**ЦИТИРУЕМЫЙ ТЕКСТ**

------------------------------------------------------------------------

Парадокс этого метода состоит в том, что, несмотря на наличие ошибок и фантастического элемента в мистическом опыте очень многих, если не всех богословов и мыслителей, приведение их к общему знаменателю «коллективной интроспекции» исправляет и исцеляет эти ошибки, вырабатывая каноническую линию не путем простого суммирования, а путем выявления единого ядра в разнообразном субстрате. Это напоминает феномен варьирования традиции, о котором пишут теоретики фольклора и другие исследователи традиционных систем культуры[58 - Аникин В.П. Теория фольклорной традиции и ее значение для исторического исследования былин. – М., 1980; Пропп В.Я. Фольклор и действительность: Избр. статьи. – М., 1976; Менендес Пидаль Р. Избранные произведения. – М., 1961.]. Через сопоставление собственного опыта с опытом учителей и духовных предшественников человек традиции освобождает себя от опасности безапелляционного погружения в пневматологическую сферу, от произвольной мечтательности, и осуществляет вживание в иерархически высшее духовное состояние.
Человек традиции, таким образом, действует под руководством без руководства (поскольку критерий коррекции его погружения в полноту традиции находится в нем самом, в его сознании своей связи и связности с предшественниками и высшим духовным миром). Обратным подходу Викентия Лиринского можно считать современное убеждение о том, что в новых поколениях познания человечество отрекается от предыдущих, пройденных ступеней как от анахронической части наследия. С нашей точки зрения, это очень спорная постановка вопроса. Предыдущие стадии развития в идеале должны не «сниматься» в последующих, а параллельно с новой парадигмой предоставлять человеку свой полезный потенциал. В противном случае «развитие» превращается в бег по кругу – когда, приобретая одно, мы утрачиваем другое, и так до бесконечности. В нашей концепции трех внутренних измерений традиции содержится подтекст, указывающий на то, что в ходе становления модерна эти измерения не просто искажаются, а подвергаются радикальной переоценке: внутренний модус (пневматологический) объявляется архаическим пережитком, заблуждением, свойственным человечеству лишь на ранних этапах развития; организационный модус традиции объявляется консервативным, подлежащим реформированию и перебраковке с отбрасыванием «устаревших» и с модернизацией пригодных частей; периферийно-пограничный модус делается единственным источником и оплотом обновления.

------------------------------------------------------------------------

**МАТЕРИАЛ**
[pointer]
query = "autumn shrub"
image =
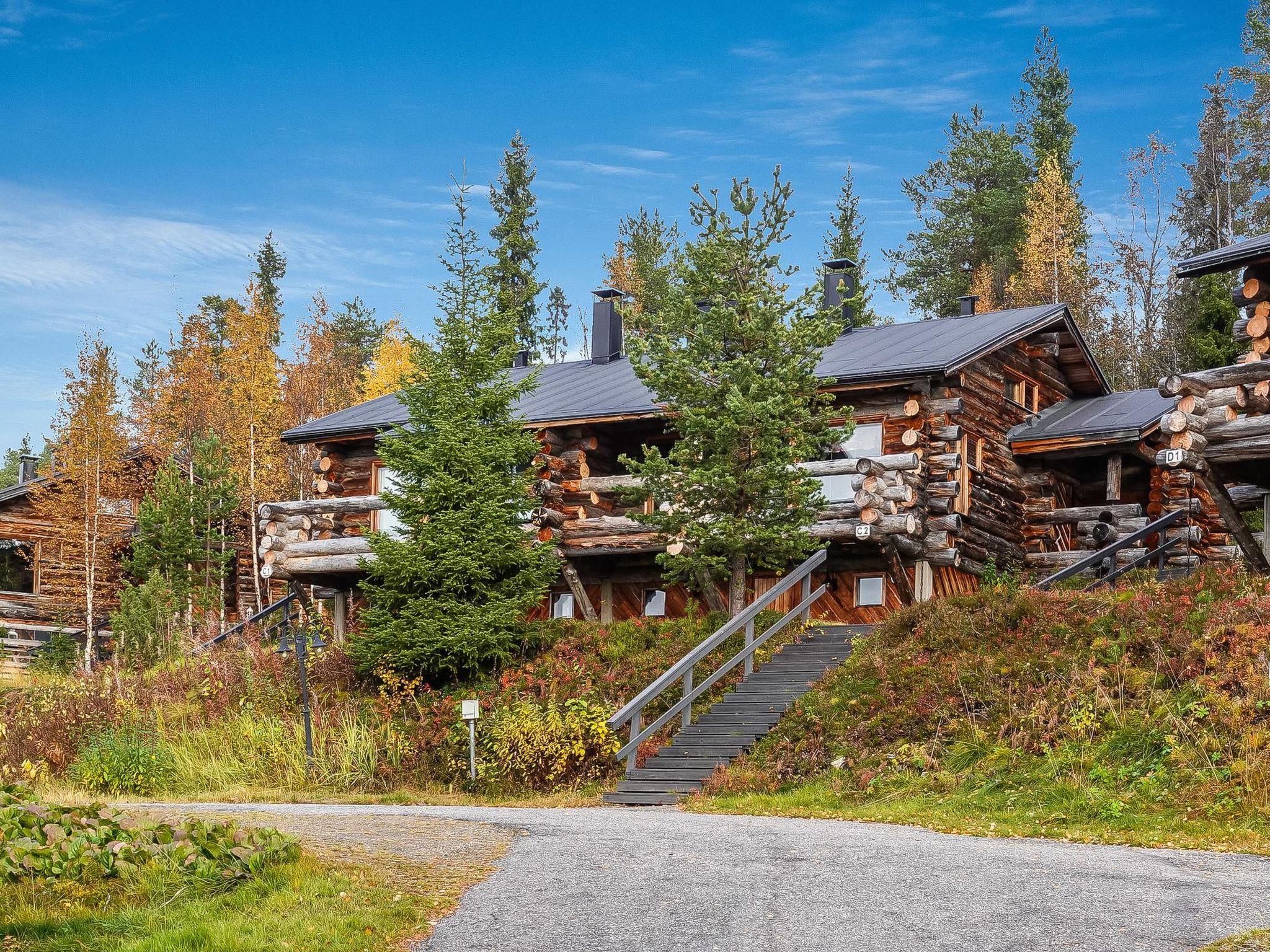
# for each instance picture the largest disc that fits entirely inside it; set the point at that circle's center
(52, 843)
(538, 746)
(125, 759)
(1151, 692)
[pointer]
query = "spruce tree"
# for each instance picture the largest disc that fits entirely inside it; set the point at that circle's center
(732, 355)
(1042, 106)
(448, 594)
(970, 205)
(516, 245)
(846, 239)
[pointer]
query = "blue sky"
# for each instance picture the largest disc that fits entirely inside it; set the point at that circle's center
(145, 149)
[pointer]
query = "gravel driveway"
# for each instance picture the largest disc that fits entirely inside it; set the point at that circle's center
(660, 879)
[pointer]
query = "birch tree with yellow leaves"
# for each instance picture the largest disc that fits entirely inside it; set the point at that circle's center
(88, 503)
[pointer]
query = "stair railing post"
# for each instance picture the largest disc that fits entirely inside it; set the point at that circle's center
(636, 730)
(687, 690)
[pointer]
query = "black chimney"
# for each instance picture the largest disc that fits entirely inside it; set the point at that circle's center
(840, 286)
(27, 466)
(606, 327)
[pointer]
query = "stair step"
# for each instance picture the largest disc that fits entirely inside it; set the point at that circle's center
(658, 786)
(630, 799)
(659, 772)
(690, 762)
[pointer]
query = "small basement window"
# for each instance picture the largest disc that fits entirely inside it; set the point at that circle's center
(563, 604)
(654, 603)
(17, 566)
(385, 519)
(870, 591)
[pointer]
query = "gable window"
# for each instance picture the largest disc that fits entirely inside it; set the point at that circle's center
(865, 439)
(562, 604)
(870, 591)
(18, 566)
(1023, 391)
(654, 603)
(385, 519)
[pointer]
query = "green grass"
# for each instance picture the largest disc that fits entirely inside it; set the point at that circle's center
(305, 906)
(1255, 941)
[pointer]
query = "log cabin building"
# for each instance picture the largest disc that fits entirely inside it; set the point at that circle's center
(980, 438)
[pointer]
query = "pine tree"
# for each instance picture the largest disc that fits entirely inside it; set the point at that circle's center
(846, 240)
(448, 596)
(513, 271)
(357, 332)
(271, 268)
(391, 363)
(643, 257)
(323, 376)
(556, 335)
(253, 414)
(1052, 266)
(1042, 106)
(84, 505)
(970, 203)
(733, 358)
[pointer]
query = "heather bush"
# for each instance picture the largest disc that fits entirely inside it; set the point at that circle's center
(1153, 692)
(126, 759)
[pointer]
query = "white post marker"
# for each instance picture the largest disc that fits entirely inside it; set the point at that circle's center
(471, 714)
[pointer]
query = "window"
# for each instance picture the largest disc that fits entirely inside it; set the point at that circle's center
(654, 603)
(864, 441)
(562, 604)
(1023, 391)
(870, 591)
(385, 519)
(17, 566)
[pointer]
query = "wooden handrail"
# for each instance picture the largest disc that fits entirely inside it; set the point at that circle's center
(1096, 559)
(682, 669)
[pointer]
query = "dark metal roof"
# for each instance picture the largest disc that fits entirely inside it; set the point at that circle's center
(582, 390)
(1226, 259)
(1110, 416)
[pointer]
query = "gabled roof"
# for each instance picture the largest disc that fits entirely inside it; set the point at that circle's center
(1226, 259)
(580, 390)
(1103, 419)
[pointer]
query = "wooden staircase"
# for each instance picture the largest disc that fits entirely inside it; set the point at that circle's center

------------------------------------------------------------------------

**ЗАДАНИЕ**
Кратко перескажите абзац цитируемого текста, который начинается словами «Человек традиции, таким образом», сохранив его главные мысли.

**ОТВЕТ**
Человек традиции действует «под руководством без руководства»: критерий коррекции находится в нем самом, в сознании своей связи с предшественниками и высшим духовным миром. Противоположностью подходу Викентия Лиринского можно считать современное убеждение, что новые поколения познания отрекаются от пройденных ступеней как от анахронизма. Такая постановка вопроса названа очень спорной. Прежние стадии должны не «сниматься», а сохранять свой полезный потенциал рядом с новой парадигмой. Иначе развитие превращается в бег по кругу, где приобретение одного оборачивается утратой другого. Концепция трех внутренних измерений традиции подразумевает, что модерн радикально их переоценивает. Пневматологический модус объявляется архаическим пережитком. Организационный модус считается консервативным и подлежащим реформированию. Периферийно-пограничный модус становится единственным источником обновления.